A Lagos-based lawyer, Adekunle Salami, who has been practising for about 13 years, maintained that the constitution of the country is supreme and therefore should be followed. He said the restriction of movement by Lagos State government was not enshrined in the constitution and therefore was void, pointing out that only a court of competent jurisdiction could restrict movement of persons, either by way of imprisonment or any other way known to law.
“The fact that people were asked to stay at home for hours in order to keep their environment clean was an infringement of their rights and therefore void,” Salami submitted.
The judge made the decision based on the facts before the court, and that there was no existing law backing such decision.
However, the executive director of Civil Society Legislative Advocacy Centre (CISLAC), Auwal Musa (Rafsanjani), said there is nothing wrong with the restriction of movement during the monthly environmental sanitation exercise, provided that it is for public interest and not for selfish reasons. He posited that restriction of movement in such circumstance does not amount to infringement on freedom of movement of any individual, adding that the exercise is to keep our environment clean and free from contagious diseases.

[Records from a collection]
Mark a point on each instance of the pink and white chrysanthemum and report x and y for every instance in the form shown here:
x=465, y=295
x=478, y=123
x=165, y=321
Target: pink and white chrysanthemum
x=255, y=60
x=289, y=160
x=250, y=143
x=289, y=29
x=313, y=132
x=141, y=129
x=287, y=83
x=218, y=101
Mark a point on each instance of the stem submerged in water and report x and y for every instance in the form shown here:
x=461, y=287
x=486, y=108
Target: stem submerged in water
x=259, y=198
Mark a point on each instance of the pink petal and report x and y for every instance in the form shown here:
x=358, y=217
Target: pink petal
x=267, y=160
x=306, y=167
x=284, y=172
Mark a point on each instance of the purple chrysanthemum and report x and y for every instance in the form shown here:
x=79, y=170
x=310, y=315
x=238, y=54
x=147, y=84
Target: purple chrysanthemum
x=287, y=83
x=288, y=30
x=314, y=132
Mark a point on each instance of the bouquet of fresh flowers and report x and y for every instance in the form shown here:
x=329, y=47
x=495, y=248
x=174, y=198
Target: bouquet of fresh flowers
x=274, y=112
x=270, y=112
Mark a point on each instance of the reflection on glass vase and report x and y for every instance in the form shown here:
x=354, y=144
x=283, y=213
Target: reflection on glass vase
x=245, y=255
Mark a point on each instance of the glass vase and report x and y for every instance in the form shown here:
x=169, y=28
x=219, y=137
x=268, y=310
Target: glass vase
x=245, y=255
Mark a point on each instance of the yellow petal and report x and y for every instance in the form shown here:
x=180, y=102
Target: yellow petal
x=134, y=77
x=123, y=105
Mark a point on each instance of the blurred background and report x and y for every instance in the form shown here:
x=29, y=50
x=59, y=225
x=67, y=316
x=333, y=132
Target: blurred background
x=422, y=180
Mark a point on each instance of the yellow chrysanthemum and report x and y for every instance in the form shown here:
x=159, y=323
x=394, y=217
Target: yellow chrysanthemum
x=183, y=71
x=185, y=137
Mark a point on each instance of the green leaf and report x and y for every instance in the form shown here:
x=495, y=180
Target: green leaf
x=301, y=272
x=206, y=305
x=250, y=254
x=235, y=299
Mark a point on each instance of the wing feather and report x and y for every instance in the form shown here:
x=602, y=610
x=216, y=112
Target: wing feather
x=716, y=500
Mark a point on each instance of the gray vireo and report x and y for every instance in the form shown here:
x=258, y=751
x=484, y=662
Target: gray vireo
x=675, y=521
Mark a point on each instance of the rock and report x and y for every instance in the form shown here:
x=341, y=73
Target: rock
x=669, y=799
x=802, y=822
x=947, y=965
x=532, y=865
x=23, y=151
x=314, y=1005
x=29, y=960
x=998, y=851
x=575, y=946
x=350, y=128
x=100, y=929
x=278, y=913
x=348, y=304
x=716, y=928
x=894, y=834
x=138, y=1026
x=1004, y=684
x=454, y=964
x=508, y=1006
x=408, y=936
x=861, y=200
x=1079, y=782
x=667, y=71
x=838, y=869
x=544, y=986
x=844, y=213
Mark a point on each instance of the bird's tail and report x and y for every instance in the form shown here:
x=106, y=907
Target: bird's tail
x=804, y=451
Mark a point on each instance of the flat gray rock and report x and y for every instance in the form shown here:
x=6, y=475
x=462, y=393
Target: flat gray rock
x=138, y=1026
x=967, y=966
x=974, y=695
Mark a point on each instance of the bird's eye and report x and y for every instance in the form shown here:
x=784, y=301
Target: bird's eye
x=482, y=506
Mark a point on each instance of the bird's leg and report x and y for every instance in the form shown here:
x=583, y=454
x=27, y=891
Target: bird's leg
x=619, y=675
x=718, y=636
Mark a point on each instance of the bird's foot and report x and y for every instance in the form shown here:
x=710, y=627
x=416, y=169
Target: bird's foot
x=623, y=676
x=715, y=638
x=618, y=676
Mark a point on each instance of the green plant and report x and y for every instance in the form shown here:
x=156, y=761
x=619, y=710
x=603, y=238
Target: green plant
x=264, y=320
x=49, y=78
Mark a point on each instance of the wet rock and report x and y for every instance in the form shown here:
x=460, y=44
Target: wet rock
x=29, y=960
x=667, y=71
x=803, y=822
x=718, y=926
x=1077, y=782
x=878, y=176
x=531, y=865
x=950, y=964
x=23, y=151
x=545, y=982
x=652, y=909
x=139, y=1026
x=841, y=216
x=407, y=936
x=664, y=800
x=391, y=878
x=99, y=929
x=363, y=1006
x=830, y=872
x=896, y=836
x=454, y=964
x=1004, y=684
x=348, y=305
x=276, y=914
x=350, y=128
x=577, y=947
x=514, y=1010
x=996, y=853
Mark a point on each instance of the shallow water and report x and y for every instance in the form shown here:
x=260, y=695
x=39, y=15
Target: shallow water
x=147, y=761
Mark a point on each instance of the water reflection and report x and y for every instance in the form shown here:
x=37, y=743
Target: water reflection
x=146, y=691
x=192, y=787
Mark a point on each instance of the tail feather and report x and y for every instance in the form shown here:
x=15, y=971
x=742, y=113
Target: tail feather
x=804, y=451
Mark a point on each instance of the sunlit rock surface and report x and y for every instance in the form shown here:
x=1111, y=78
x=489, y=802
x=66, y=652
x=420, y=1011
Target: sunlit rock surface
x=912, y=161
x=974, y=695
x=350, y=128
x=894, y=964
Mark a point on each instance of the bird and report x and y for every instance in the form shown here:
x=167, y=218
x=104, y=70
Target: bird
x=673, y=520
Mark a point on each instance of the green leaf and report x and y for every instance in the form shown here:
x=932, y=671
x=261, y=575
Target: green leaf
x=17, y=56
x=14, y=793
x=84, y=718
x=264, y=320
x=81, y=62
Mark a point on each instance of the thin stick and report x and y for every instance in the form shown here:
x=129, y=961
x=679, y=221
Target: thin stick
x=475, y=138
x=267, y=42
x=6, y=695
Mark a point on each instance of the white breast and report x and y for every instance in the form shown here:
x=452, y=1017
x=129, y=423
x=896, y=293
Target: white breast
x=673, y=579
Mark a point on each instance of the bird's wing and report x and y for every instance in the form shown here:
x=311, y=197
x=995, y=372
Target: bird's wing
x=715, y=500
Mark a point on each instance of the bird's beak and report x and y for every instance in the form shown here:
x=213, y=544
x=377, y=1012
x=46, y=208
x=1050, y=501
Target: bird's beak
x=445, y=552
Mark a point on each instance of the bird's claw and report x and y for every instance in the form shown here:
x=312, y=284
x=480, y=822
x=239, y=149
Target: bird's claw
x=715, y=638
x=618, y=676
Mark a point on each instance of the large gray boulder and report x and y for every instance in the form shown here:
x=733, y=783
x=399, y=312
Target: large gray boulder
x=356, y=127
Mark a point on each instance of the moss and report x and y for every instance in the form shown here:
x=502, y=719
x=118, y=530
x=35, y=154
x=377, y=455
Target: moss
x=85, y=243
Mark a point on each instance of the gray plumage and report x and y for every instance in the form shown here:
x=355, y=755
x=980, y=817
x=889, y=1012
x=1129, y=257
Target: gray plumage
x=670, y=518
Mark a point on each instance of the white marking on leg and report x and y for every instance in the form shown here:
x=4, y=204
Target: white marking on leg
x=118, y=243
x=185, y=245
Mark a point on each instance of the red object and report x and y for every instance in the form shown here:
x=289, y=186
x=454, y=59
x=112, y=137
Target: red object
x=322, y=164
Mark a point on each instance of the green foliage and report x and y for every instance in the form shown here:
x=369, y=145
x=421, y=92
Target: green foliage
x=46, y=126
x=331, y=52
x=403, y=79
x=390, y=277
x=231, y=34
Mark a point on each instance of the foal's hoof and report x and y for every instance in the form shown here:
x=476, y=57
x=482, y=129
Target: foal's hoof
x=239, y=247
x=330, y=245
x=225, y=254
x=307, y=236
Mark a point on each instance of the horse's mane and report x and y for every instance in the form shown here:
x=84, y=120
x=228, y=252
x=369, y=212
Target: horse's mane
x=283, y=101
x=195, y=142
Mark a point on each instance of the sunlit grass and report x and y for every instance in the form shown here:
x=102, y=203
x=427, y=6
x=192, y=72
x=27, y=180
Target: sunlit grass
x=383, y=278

--

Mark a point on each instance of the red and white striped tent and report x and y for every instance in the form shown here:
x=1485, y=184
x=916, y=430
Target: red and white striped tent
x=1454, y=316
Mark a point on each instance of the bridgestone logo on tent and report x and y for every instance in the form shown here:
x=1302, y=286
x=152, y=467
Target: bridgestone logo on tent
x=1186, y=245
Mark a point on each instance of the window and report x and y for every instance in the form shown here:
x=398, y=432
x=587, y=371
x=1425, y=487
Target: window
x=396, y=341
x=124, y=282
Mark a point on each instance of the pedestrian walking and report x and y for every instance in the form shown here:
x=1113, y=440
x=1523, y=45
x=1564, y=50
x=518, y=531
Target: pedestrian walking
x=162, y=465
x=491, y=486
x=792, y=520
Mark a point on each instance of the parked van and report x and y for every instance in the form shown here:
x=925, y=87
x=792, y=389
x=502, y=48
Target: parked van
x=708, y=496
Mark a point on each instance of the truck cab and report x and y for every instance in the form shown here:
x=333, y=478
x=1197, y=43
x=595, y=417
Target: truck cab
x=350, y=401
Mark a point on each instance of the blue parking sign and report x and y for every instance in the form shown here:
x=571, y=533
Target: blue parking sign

* [Required work]
List every person and organization mentioned by name in the text above about restricting movement during environmental sanitation.

* [Written response]
Adekunle Salami
Lagos State government
Civil Society Legislative Advocacy Centre (CISLAC)
Auwal Musa (Rafsanjani)